━━━ Data for this task ━━━
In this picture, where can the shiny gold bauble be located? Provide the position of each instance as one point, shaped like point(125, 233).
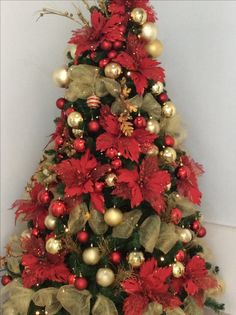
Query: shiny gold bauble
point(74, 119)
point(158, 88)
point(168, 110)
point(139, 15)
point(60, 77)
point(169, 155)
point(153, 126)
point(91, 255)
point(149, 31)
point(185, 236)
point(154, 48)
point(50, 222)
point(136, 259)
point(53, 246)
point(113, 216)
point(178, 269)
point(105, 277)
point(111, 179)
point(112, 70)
━━━
*Task directions*. Copy the records exactly; no image should appear in the result.

*Written response*.
In this picture, where can the shiny gold bauble be located? Provide the position of each instance as one point, shaped like point(125, 233).
Query: shiny gold bauble
point(74, 119)
point(158, 88)
point(168, 110)
point(139, 15)
point(60, 77)
point(169, 155)
point(153, 126)
point(91, 255)
point(149, 31)
point(185, 236)
point(154, 48)
point(50, 222)
point(136, 259)
point(53, 246)
point(113, 216)
point(178, 269)
point(105, 277)
point(111, 179)
point(112, 70)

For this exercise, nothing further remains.